(Excerpts of pointing data)
* * * * * * * * *

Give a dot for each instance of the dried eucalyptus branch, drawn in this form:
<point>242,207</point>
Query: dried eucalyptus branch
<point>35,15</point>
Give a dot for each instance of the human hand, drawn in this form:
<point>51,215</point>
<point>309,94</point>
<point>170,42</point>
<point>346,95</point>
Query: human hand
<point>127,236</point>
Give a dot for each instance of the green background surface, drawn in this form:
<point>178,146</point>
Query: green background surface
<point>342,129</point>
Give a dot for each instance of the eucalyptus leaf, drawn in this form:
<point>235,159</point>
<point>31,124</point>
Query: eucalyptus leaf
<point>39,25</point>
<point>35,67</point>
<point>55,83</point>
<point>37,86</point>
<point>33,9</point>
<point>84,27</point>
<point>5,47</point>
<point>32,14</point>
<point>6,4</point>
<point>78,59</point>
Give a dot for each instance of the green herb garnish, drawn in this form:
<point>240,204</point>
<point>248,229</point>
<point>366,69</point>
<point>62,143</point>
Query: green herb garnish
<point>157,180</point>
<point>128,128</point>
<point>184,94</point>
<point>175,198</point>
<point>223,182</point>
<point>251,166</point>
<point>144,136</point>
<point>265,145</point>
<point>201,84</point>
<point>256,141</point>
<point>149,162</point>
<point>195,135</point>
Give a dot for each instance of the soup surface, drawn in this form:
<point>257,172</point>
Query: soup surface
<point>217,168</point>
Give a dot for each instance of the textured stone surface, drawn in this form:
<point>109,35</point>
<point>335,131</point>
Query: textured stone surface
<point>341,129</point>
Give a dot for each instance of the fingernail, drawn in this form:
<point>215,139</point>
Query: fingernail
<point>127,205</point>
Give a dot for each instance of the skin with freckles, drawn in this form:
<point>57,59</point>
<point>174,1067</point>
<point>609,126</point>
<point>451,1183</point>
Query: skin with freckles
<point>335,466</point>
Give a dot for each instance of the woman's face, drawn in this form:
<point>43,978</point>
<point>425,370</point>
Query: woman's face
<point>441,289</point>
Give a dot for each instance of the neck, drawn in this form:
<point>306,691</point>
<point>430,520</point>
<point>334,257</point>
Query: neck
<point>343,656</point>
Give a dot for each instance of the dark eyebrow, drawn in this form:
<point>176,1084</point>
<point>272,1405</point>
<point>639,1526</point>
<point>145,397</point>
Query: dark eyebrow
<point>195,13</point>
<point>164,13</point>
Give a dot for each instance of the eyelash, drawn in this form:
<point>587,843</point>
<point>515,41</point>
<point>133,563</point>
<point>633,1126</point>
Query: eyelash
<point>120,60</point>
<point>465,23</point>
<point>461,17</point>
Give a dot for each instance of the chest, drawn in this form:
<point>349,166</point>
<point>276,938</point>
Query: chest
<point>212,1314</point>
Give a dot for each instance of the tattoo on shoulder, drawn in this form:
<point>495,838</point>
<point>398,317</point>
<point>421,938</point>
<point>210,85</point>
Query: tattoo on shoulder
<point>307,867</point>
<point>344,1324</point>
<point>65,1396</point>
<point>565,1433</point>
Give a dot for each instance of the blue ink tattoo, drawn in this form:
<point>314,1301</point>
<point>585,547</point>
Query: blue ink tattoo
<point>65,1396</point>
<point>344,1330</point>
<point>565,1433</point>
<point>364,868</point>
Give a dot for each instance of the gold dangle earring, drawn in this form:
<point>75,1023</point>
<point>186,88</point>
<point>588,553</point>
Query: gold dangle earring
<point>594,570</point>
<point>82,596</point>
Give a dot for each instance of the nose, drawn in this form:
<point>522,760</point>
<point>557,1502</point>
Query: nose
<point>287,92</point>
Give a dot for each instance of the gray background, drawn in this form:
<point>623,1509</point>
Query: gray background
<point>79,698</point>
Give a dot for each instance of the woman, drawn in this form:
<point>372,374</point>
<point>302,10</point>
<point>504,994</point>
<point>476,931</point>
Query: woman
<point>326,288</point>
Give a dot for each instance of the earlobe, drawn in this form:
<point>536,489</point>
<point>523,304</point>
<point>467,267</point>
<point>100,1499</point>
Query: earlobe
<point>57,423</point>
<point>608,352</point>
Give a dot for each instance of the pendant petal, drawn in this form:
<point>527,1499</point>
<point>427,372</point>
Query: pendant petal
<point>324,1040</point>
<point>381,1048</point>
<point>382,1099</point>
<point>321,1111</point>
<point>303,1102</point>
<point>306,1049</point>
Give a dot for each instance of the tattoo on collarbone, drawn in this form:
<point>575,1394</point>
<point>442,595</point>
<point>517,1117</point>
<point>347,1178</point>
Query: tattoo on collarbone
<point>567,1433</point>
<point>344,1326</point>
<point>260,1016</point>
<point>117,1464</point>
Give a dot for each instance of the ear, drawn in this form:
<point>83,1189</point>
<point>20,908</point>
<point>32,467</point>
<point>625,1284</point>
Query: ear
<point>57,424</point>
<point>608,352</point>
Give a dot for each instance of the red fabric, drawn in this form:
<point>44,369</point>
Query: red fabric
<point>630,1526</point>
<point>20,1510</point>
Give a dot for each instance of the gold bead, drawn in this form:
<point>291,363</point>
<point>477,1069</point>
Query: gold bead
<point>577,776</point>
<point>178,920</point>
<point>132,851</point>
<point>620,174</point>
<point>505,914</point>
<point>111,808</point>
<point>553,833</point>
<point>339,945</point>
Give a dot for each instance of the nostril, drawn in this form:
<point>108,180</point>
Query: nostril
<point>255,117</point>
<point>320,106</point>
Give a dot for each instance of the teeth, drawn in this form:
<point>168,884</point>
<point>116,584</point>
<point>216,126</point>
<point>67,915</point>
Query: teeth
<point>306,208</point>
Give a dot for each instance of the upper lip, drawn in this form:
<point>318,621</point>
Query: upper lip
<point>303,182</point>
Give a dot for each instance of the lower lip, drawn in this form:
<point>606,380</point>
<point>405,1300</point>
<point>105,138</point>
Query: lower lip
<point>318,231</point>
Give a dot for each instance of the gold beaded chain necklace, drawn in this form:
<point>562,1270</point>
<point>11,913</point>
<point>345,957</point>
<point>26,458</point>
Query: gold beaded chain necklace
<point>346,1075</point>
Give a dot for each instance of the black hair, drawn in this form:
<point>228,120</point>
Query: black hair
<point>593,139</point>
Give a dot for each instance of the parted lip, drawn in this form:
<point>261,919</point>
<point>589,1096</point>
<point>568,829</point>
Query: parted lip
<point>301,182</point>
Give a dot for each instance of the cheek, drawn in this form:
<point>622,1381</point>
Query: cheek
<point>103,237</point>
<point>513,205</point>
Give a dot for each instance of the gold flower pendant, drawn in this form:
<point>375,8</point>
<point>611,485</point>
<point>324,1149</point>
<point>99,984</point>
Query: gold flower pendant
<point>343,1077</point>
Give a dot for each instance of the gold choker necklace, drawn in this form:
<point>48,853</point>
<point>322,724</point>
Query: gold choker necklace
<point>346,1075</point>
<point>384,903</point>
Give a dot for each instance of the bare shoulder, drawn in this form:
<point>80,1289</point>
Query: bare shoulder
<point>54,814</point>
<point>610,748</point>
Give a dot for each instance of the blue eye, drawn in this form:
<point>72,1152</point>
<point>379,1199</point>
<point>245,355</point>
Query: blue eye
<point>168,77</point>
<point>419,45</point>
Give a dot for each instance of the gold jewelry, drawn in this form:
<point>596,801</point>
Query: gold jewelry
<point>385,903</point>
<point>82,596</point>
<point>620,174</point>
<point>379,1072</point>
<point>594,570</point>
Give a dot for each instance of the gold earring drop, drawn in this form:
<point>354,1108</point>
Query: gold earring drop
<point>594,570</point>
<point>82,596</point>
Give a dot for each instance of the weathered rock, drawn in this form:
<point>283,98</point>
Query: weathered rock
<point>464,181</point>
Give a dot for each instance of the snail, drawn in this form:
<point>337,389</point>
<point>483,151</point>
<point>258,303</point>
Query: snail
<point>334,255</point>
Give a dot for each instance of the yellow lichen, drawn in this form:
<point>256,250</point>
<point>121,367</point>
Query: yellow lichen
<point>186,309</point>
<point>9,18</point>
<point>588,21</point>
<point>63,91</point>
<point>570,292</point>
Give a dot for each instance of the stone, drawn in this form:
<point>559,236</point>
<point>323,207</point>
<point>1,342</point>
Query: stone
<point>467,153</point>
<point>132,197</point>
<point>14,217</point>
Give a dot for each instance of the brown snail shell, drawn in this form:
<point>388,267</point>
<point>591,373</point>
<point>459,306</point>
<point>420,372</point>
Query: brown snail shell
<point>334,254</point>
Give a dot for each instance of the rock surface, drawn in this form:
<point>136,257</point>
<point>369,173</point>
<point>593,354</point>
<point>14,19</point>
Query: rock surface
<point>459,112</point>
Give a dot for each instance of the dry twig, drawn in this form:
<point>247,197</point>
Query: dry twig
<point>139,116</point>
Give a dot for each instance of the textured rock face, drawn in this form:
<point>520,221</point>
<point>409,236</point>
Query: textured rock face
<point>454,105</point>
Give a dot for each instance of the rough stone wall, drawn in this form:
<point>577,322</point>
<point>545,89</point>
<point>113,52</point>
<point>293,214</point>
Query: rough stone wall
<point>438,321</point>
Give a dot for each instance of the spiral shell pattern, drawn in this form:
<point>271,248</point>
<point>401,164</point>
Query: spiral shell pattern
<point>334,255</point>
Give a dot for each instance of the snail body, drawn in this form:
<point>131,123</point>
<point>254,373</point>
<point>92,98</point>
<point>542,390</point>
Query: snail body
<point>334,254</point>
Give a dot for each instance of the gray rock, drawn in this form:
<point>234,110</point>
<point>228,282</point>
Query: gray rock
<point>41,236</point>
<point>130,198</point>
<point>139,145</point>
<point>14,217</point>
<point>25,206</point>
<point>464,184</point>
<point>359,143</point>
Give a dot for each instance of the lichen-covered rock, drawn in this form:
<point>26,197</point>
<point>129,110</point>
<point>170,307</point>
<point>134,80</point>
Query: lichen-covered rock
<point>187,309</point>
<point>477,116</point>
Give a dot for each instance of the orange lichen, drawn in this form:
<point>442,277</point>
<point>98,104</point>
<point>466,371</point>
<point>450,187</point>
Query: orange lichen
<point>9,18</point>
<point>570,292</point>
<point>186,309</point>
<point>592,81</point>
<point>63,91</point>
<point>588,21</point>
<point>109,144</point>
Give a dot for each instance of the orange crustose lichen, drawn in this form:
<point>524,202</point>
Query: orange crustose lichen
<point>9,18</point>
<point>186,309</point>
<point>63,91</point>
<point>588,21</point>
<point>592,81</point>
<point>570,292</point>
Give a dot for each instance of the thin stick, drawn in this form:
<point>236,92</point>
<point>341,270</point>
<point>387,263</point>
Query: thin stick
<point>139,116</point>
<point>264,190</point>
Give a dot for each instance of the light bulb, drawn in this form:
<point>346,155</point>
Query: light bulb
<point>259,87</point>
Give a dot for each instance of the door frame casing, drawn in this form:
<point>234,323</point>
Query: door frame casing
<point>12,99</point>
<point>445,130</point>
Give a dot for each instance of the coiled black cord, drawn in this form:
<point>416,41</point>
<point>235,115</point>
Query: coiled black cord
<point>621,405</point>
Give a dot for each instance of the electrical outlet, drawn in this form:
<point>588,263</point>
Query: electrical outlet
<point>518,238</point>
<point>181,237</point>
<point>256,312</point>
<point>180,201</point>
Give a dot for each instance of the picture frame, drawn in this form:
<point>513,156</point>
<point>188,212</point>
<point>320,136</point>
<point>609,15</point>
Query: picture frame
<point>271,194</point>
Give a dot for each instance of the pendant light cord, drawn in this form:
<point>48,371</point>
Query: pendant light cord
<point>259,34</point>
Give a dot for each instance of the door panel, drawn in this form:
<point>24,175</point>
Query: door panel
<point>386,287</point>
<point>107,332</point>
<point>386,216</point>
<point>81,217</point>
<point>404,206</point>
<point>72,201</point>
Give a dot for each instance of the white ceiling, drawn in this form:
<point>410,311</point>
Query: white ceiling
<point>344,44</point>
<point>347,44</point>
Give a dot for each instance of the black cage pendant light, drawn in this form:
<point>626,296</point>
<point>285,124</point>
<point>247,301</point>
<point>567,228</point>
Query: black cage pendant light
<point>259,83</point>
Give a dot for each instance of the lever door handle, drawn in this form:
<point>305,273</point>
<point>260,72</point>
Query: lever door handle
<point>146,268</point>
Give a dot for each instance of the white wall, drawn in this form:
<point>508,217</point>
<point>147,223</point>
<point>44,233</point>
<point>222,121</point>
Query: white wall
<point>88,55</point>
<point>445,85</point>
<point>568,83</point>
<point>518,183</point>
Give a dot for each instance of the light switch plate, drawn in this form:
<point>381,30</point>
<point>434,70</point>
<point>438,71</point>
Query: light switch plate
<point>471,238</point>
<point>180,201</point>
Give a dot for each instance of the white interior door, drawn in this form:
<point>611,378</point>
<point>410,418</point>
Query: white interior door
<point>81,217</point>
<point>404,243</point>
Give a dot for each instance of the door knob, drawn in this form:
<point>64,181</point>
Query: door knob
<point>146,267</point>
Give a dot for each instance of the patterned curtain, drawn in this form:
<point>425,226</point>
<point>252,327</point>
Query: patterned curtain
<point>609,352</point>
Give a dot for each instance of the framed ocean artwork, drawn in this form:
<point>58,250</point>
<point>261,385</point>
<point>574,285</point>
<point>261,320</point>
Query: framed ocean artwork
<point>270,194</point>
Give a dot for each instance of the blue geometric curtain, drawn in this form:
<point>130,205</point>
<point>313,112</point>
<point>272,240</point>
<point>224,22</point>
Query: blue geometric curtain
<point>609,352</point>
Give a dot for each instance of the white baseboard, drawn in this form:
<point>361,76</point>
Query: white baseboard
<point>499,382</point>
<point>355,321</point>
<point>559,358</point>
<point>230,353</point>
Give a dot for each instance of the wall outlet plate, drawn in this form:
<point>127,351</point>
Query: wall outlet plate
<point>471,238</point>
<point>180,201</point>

* * * * * * * * *

*EXERCISE BRIEF:*
Rewrite the lines from the first one up to and including the line with "<point>342,129</point>", replacing "human hand" with "hand" and keeping everything else the same. Return only those lines.

*TASK SOLUTION:*
Give a dot for each instance of the dried eucalyptus branch, drawn in this form:
<point>242,207</point>
Query: dried eucalyptus branch
<point>35,15</point>
Give a dot for each instance of the hand, drawn in this form:
<point>51,215</point>
<point>309,94</point>
<point>170,42</point>
<point>346,95</point>
Query: hand
<point>127,236</point>
Give a dot for each instance of the green background surface, drawn in this form:
<point>178,146</point>
Query: green background surface
<point>342,129</point>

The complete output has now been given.